§ **Instructions to follow**
Working from the line that contains "the motorcycle headlight" down to the last line below, repeat each line exactly.

§ **Records for the task**
/---

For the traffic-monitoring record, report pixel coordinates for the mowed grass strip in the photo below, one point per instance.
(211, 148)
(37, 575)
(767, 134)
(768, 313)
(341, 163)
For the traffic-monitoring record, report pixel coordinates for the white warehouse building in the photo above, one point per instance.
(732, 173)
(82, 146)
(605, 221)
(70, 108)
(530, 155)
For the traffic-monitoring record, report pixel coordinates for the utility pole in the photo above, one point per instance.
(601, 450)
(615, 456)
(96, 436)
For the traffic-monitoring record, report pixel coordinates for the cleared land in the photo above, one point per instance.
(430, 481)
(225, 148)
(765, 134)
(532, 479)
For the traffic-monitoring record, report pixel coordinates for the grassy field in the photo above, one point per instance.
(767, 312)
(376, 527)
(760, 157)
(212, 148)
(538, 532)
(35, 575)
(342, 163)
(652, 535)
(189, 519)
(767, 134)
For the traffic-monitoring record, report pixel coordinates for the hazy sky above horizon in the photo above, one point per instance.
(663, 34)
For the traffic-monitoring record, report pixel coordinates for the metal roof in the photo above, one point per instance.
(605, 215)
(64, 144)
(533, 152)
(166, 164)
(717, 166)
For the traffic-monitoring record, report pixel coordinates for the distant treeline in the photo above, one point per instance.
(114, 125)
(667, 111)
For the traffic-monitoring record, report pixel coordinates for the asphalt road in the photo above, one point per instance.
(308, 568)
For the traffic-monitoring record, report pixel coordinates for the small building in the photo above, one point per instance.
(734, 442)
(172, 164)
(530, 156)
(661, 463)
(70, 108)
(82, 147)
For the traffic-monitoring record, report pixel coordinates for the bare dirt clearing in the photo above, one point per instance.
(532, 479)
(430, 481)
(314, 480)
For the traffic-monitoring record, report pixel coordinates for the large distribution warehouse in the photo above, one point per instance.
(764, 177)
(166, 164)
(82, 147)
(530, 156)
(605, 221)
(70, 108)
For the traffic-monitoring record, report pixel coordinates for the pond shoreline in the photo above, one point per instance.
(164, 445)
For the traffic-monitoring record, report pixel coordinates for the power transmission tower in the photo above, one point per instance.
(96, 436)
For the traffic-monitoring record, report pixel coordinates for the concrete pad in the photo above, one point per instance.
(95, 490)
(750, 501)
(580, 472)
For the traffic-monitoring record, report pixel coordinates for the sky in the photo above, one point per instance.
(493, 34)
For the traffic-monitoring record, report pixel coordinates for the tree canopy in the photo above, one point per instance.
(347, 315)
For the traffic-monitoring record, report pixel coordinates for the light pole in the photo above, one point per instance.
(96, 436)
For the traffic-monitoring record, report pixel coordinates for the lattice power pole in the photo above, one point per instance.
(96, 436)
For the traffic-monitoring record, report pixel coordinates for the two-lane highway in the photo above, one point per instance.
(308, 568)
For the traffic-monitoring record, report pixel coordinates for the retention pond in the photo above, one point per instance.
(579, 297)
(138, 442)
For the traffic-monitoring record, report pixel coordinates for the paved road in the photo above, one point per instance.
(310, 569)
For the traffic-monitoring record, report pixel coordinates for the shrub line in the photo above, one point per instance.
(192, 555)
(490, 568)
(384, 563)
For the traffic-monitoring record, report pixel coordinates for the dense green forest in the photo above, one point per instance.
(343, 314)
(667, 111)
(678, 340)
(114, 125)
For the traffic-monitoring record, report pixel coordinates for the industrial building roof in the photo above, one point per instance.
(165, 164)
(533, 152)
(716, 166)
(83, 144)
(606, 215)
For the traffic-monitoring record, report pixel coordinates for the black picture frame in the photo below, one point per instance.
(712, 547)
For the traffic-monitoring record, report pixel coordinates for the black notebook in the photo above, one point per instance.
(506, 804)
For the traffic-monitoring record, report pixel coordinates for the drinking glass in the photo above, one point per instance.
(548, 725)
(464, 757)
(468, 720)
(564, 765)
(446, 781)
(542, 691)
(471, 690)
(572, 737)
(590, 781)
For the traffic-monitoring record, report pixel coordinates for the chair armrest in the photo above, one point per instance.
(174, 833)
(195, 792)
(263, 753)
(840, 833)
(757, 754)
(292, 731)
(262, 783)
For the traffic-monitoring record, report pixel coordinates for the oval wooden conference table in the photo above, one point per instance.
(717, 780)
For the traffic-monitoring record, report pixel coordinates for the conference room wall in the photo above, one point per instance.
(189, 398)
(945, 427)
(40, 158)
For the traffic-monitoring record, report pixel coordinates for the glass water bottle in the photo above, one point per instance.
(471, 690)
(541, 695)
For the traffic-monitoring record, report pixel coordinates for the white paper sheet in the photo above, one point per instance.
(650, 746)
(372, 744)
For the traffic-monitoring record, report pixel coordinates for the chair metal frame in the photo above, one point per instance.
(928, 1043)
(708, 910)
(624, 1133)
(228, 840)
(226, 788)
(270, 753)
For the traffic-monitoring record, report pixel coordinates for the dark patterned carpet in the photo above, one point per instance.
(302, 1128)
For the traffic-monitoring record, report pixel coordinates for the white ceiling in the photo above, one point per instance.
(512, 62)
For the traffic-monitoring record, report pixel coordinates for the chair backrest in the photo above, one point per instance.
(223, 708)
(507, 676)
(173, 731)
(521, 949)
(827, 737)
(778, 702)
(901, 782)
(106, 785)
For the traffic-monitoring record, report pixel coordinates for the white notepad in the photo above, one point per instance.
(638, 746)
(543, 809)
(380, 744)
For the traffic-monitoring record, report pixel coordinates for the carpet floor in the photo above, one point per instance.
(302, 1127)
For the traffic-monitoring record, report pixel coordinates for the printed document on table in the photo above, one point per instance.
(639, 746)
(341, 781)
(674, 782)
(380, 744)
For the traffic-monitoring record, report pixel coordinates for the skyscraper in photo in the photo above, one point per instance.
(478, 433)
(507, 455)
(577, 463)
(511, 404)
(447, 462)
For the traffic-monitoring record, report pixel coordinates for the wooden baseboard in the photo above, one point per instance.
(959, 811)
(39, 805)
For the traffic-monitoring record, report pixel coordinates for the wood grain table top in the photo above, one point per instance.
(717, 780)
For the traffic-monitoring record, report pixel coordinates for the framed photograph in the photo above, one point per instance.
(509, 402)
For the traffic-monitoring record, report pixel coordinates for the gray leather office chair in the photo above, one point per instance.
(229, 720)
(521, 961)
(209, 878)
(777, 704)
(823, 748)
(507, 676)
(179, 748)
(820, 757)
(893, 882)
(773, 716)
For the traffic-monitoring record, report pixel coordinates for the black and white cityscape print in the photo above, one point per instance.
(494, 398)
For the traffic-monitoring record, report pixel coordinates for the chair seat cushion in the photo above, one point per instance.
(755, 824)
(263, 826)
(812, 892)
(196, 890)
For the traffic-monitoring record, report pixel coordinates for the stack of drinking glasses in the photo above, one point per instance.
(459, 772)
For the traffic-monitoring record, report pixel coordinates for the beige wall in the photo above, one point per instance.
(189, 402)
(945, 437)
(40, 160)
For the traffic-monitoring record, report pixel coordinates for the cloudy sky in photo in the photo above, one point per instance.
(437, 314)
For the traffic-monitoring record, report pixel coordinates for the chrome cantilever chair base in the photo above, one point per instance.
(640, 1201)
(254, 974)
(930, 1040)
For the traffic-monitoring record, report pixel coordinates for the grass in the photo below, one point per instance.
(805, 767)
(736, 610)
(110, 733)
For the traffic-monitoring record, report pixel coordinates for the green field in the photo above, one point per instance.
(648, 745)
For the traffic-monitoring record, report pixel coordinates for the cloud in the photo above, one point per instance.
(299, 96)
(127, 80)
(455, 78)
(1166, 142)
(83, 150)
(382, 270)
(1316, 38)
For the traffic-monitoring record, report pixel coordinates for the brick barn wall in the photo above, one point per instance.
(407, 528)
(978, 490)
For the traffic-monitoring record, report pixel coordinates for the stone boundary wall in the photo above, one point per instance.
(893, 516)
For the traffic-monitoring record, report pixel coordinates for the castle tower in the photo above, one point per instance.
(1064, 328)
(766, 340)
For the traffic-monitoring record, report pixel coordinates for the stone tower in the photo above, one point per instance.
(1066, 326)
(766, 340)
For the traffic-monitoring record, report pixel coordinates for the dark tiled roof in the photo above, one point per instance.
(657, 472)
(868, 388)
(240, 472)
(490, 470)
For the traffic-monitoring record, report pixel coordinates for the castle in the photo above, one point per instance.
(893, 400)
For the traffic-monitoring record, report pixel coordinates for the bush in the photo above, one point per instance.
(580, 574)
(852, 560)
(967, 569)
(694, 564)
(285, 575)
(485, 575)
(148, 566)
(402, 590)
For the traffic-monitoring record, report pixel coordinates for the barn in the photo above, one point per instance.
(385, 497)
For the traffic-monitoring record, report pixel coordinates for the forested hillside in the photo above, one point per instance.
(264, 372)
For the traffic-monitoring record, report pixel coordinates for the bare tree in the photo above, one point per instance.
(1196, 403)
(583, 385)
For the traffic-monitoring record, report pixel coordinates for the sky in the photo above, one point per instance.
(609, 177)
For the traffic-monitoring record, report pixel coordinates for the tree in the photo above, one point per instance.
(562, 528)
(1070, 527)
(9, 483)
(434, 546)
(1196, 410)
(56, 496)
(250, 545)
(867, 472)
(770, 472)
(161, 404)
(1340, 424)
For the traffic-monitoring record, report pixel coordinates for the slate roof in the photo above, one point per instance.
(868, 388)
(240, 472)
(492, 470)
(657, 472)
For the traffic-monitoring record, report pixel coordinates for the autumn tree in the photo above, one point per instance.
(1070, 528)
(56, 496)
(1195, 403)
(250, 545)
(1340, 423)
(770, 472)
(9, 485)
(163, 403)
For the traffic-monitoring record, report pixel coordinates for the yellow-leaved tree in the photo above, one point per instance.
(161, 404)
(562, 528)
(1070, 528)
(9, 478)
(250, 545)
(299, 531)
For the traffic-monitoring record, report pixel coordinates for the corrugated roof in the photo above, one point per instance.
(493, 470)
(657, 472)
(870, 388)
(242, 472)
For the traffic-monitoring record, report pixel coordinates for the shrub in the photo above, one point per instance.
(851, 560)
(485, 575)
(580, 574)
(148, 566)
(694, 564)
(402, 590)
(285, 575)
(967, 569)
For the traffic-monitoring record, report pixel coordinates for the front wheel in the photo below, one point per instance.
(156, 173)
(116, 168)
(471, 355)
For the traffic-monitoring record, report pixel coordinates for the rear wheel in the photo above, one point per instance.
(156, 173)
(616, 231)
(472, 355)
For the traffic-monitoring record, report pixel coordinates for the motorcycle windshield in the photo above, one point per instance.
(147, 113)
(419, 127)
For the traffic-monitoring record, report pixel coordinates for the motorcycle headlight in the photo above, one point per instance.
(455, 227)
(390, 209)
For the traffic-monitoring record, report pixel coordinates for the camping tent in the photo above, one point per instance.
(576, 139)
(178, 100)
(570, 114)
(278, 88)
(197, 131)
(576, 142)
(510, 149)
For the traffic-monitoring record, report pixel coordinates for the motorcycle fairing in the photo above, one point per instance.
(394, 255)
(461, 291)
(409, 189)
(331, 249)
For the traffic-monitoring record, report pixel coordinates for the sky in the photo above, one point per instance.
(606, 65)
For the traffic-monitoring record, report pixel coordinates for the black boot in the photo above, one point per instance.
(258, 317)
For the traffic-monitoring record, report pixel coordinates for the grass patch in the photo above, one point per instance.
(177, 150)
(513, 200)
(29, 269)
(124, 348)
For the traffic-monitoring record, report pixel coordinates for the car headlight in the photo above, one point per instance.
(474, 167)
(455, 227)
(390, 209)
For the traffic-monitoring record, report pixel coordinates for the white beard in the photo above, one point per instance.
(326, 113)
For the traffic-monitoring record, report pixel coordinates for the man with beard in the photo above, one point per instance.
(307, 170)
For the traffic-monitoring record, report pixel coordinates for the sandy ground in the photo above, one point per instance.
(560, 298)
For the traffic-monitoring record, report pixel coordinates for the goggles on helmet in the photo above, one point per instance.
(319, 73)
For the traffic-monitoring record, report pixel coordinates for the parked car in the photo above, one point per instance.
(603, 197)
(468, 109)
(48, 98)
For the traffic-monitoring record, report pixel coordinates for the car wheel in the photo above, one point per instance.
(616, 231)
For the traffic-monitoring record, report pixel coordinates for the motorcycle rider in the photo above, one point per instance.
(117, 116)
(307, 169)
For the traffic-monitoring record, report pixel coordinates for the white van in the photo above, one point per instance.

\---

§ **Reply to the task**
For the traffic-monitoring record, report pixel coordinates for the motorcycle headlight in the photo above, one point per instance.
(455, 227)
(390, 209)
For the traffic-monitoring record, report pixel coordinates for the camping tent in the photo above, one point per instance.
(576, 139)
(178, 100)
(570, 114)
(278, 88)
(197, 131)
(576, 142)
(510, 149)
For the traffic-monitoring record, report pixel coordinates for the motorcycle fairing in the photo above, one point per instance.
(394, 255)
(461, 291)
(409, 189)
(331, 249)
For the traffic-monitoring record, report pixel coordinates for the sky in the photo above, one point per instance.
(606, 65)
For the traffic-monitoring record, report pixel coordinates for the black boot in the photo above, one point per instance.
(258, 317)
For the traffic-monitoring record, report pixel coordinates for the grass patch in the photo above, one point per instance.
(177, 150)
(513, 200)
(29, 269)
(124, 348)
For the traffic-monitoring record, report pixel coordinates for the car headlight in the photo above, one point per instance.
(474, 167)
(455, 227)
(390, 209)
For the traffic-monitoring record, report pixel coordinates for the white beard in the photo above, one point per instance.
(326, 113)
For the traffic-monitoring record, report pixel coordinates for the man with beard in the photo above, one point per instance.
(307, 170)
For the traffic-monitoring record, report pixel coordinates for the sandy ground in the photo above, one point per instance.
(560, 298)
For the traffic-monitoring record, report pixel coordinates for the goggles on helmet in the photo above, one point per instance.
(319, 73)
For the traffic-monitoring record, report pixel coordinates for the parked car in the photo above, one point per instance.
(603, 197)
(468, 109)
(48, 98)
For the traffic-monitoring record, report pixel coordinates for the car wheel in the photo above, one point per instance.
(616, 231)
For the traffic-monitoring record, report pixel coordinates for the motorcycle rider in the photo above, one point per instance.
(117, 116)
(307, 169)
For the traffic-monitoring record, report pixel coordinates for the white van in the photo above, one point per instance.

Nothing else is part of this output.